● **Ausgewählter Auszug**:
--------------------
Leben in zerstörter Ukraine: Sag mir, wo die Blumen sind
Im Norden Charkiws leben Menschen zwischen Trümmern und Lagerfeuern. Der Krieg treibt viele in den Wahnsinn. Was bleibt nach der Zerstörung?
S ergei ist total hacke. Mit einem Bündel Zwiebeln in der Hand lehnt er sich an die Wand und erzählt von seiner Familie, die nach Deutschland geflohen ist, und davon, dass er sich nun alleine zurechtfinden muss. Von seiner Arbeit mit dem großen Bagger, mit dem er für die Soldaten einen Schützengraben ausgehoben hat. Von dem Artilleriegeschoss, das ihn dabei fast ums Leben gebracht hätte. Von dem sicheren Sieg, von der großen ukrainischen Nation. Und von dem Stress, der Angst, dem Leid, die bei über 80 Tagen Dauerbeschuss entstehen.
Warum er nicht geht? „Wohin denn? Das ist mein Zuhause! Ich bin nicht der, der gehen muss, die anderen müssen abhauen.“ Sergei lallt. Die anderen, damit meint er die russische Armee, die aus seiner Heimat, dem Stadtviertel Saltiwka im Norden Charkiws, eine Hölle auf Erden gemacht hat. Kein Straßenzug ist hier unberührt vom Krieg. Überall liegen Trümmer, Überreste von Raketen und Schrapnells, überall klaffen Löcher in den Häuserwänden, manchmal fehlt das halbe Haus. Ausgebrannte Autos stehen an den Straßen. Spaziergänger müssen um riesige Krater herumlaufen. Es gibt seit Kriegsbeginn keinen Strom mehr und kein Gas.
Deshalb kochen die verbleibenden Bewohner von Saltiwka draußen, auf der Straße. Auch an diesem sonnigen Sonntag im Mai haben sich die Bewohner der Straße Drushba Narodiw (Völkerfreundschaft) vor der Hausnummer 255 versammelt. Auf dem Tisch liegen Kartoffeln, Öl, Tee und Plastikteller. Es brennt ein kleines Feuer, das Holz haben die Leute einfach von der Straße aufgesammelt. Äste liegen überall im Viertel verstreut, durch die Explosionen von den Bäumen abgerissen.
--------------------
● **Schriftliche Aufgabe A**: Gib aus dem Bericht über Saltiwka die Passage zwischen „S ergei ist“ und „Tagen Dauerbeschuss entstehen.“ einschließlich wortgetreu aus.
● **Schriftliche Aufgabe B**:
Beantworte zum Bericht über Saltiwka diese Fragen:
(i) In welches Land ist Sergeis Familie geflohen?
(ii) Wie viele Tage Dauerbeschuss nennt der Bericht?
(iii) Vor welcher Hausnummer haben sich die Bewohner versammelt?
● **Schriftliche Aufgabe C**: Führe den Bericht über Saltiwka im Anschluss an seinen letzten Satz weiter.
Das Material steht in keinem Zusammenhang mit dem Bericht über Saltiwka.

(Datensätze aus einer Datensammlung)
--------------------
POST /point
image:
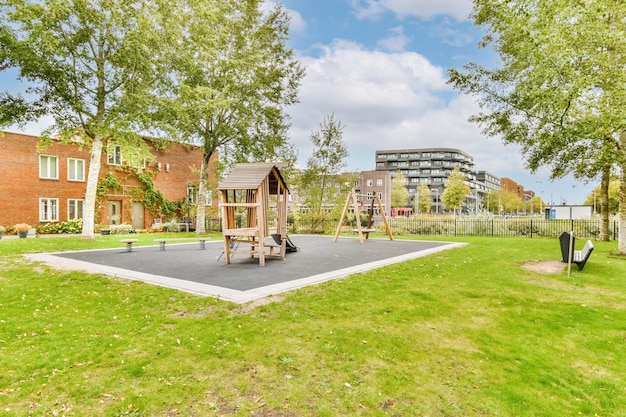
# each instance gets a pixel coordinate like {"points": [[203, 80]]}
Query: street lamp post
{"points": [[188, 222], [436, 200]]}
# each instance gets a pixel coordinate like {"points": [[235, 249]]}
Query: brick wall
{"points": [[21, 187]]}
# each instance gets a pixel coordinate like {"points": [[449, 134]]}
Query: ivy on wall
{"points": [[153, 199]]}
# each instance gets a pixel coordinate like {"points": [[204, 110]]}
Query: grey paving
{"points": [[188, 268]]}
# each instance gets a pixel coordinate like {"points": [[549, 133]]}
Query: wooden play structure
{"points": [[252, 196], [353, 197]]}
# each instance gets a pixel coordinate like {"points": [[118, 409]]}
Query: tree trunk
{"points": [[621, 243], [202, 186], [604, 203], [89, 209]]}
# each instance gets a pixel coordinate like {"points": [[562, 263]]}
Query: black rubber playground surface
{"points": [[189, 268]]}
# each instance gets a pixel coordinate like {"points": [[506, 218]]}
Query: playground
{"points": [[204, 272]]}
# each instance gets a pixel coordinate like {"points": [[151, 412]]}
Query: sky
{"points": [[380, 68]]}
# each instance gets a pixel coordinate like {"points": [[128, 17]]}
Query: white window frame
{"points": [[78, 173], [47, 174], [48, 209], [75, 202], [115, 155]]}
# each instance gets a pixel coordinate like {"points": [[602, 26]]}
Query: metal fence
{"points": [[461, 226]]}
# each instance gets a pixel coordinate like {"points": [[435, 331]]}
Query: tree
{"points": [[559, 90], [456, 190], [88, 65], [229, 86], [536, 205], [320, 183], [399, 192], [424, 201], [593, 199]]}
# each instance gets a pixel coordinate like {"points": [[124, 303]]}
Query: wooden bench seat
{"points": [[165, 240], [129, 244], [578, 257], [581, 256]]}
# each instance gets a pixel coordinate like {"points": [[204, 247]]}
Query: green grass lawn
{"points": [[466, 332]]}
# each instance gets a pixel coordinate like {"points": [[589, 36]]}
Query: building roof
{"points": [[250, 176]]}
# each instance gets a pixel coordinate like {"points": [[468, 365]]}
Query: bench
{"points": [[129, 244], [578, 257], [163, 241]]}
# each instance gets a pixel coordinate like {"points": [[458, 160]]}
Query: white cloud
{"points": [[396, 41], [296, 23], [425, 9], [400, 101]]}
--------------------
● **Ergebnis A**:
S ergei ist total hacke. Mit einem Bündel Zwiebeln in der Hand lehnt er sich an die Wand und erzählt von seiner Familie, die nach Deutschland geflohen ist, und davon, dass er sich nun alleine zurechtfinden muss. Von seiner Arbeit mit dem großen Bagger, mit dem er für die Soldaten einen Schützengraben ausgehoben hat. Von dem Artilleriegeschoss, das ihn dabei fast ums Leben gebracht hätte. Von dem sicheren Sieg, von der großen ukrainischen Nation. Und von dem Stress, der Angst, dem Leid, die bei über 80 Tagen Dauerbeschuss entstehen.

● **Ergebnis B**:
(i) Nach Deutschland.
(ii) Über 80 Tage.
(iii) Vor der Hausnummer 255.

● **Ergebnis C**:
Während der 54-jährige Sergei erzählt, singt sein Nachbar Witali, der mindestens genauso einen im Tee hat. Zuerst eine verblüffend gute Version des Chansons „Sag mir, wo die Blumen sind“ von Marlene Dietrich, dann irgendein Lied des US-Künstlers Everlast. Er schwankt hin und her, während er versucht, die Teekanne aus dem Feuer zu holen.
„Ich brauch Hugo Boss“, klagt Witali, der mit schwarz-weißer Schiebermütze, Sonnenbrille und Lederschuhen auch in der Hölle des Krieges offensichtlich einigen Wert auf sein Aussehen legt. „Ich brauch Hugo Boss, ich brauch Lacoste“, legt er nach. Er hat sich mittlerweile einen Ofenhandschuh angezogen und die Teekanne nun sicher aus den Flammen geholt. Dann schwankt er zum Tisch, schenkt ein. Die Hälfte geht daneben, zum Glück interessiert das hier sowieso niemanden.
Was wie Slapstick wirkt, wie Charlie Chaplin nach einer Pulle Selbstgebranntem, hat einen bitteren Beigeschmack. Sergei, Witali, ihr stiller Sitznachbar und alle anderen, die vorbeilaufen, wirken vollkommen verwahrlost. Zwei Frauen fangen an, sich laut zu streiten. „Du Fotze, du hast meine Wohnung geklaut“, brüllt die eine. „Halt den Mund, du Schlampe“, sagt die andere. Die erste greift nach einer Plastikkiste und geht auf die zweite los. Das ganze passiert wie in Zeitlupe. Denn auch diese beiden sind so betrunken, dass sie kaum stehen können.
Stillschweigend schleppen andere Bewohner Wasserkanister vom Brunnen in ihr Zuhause oder das, was davon übrig ist. Den Streit zwischen den beiden würdigen sie keines Blickes. Auch Sergei erzählt einfach weiter, Witali singt wieder. Die Menschen hier haben Unvorstellbares durchgemacht, und was die Zukunft bringt, wissen sie auch nicht.
Seit über 80 Tagen herrscht Krieg in der Ukraine, nachdem am 24. Februar die russische Armee unter dem Deckmantel einer sogenannten Spezialoperation das flächenmäßig größte Land Europas überfiel. Angeblich wolle man den russischsprachigen Bevölkerungsteil befreien und beschützen, vor einem faschistischen Regime, das die Menschen unterdrücke und gar töte. Die Realität sieht anders aus. „Hier tötet nur einer, und zwar die Russen“, sagt Sergei.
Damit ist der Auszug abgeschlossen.